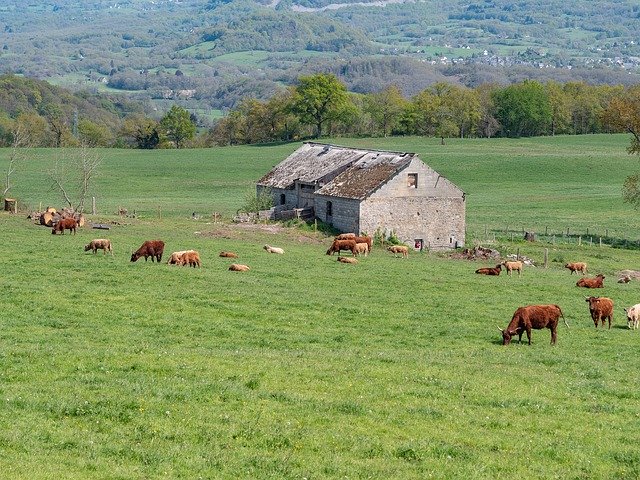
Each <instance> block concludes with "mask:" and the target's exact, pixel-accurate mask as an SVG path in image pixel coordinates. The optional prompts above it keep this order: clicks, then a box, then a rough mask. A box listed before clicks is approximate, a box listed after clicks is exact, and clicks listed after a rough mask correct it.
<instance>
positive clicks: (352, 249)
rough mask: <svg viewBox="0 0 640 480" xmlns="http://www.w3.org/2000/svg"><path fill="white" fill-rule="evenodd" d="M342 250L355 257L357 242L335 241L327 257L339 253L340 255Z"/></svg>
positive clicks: (349, 240)
mask: <svg viewBox="0 0 640 480" xmlns="http://www.w3.org/2000/svg"><path fill="white" fill-rule="evenodd" d="M341 250H349V251H351V253H352V254H353V255H354V256H355V255H356V241H355V240H334V241H333V243H332V244H331V246H330V247H329V250H327V255H333V254H334V253H336V252H338V255H340V251H341Z"/></svg>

- [Brief]:
In the material above, which lines contain "rough"? Copy each of them.

- [Solution to this problem]:
Each <instance> block concludes with "mask:" and the target's exact, pixel-accurate mask as an SVG path in image pixel coordinates. The optional prompts above it keep this order: clicks, then a box, then a rough mask. A box listed before clicks is approximate, a box listed after clicks is exact, and clicks listed after a rough mask correct it.
rough mask: <svg viewBox="0 0 640 480" xmlns="http://www.w3.org/2000/svg"><path fill="white" fill-rule="evenodd" d="M342 250L355 257L357 242L335 241L327 257L339 253L340 255Z"/></svg>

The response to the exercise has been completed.